Locate every line in the listing below that contains the word "light" and copy each one.
_ _ _ _ _
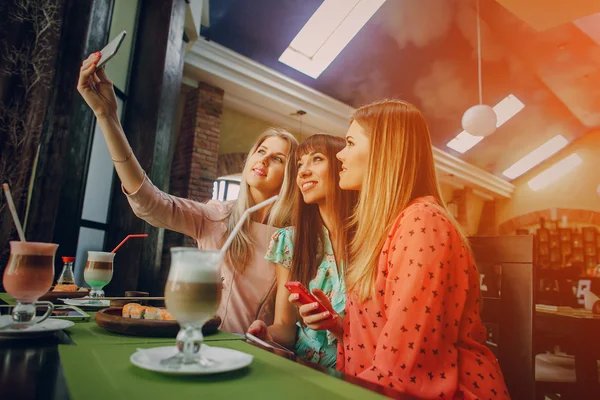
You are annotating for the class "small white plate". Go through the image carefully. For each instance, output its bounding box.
[59,297,110,310]
[129,343,254,375]
[0,315,75,339]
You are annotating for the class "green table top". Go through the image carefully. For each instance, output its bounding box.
[66,312,244,346]
[59,340,383,400]
[0,293,384,400]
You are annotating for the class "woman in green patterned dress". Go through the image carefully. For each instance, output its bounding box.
[248,134,357,367]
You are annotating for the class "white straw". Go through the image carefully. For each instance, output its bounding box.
[2,183,26,242]
[219,196,279,264]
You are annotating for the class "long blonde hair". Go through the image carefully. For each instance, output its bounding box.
[223,128,298,272]
[346,100,468,301]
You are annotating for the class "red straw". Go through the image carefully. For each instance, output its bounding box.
[111,233,148,253]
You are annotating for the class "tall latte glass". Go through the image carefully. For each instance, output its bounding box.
[2,242,58,328]
[162,247,221,369]
[83,251,115,297]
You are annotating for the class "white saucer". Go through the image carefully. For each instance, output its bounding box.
[0,315,75,339]
[59,297,110,310]
[129,343,254,375]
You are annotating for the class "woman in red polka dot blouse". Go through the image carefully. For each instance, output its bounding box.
[300,100,509,399]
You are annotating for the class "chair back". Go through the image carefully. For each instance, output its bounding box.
[469,235,535,400]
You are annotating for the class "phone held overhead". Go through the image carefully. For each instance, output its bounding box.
[96,31,127,68]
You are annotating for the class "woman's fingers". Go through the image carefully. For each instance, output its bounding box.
[77,55,99,87]
[77,64,96,88]
[303,311,332,326]
[298,303,319,318]
[96,68,112,85]
[312,288,335,314]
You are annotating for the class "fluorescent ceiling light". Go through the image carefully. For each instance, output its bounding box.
[446,94,525,154]
[528,153,582,191]
[502,135,569,179]
[279,0,385,79]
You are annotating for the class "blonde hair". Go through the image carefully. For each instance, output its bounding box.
[223,128,298,272]
[346,100,468,301]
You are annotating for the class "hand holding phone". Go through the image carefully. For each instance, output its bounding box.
[285,281,327,312]
[96,31,127,68]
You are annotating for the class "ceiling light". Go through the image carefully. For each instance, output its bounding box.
[279,0,385,79]
[502,135,569,179]
[528,153,582,191]
[446,94,525,154]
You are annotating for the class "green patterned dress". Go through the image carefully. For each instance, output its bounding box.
[265,227,346,368]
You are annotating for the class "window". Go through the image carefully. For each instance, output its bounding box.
[74,0,139,286]
[213,174,242,201]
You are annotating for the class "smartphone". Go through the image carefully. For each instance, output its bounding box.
[246,332,294,354]
[96,31,127,68]
[285,281,327,312]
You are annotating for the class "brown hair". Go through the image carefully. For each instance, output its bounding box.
[290,134,357,287]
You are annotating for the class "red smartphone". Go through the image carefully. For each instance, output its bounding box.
[285,282,327,312]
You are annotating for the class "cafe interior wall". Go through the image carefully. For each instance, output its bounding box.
[219,107,302,154]
[219,101,485,235]
[497,129,600,228]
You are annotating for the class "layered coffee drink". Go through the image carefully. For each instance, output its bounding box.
[83,251,115,297]
[165,248,221,325]
[2,242,58,329]
[2,242,58,303]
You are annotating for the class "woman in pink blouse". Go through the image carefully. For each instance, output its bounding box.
[77,53,298,333]
[300,100,509,399]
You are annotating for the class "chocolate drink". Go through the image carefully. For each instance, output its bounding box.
[165,280,221,323]
[2,242,58,303]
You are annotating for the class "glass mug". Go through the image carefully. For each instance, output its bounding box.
_ _ _ _ _
= FINISHED EXERCISE =
You are annotating for the class "fluorescent ceiling light". Go through the image carefully. For each instance, output its bounding box.
You are annotating for the class "ceiling light". Go through the image carefully. For each instance, output its bounding box.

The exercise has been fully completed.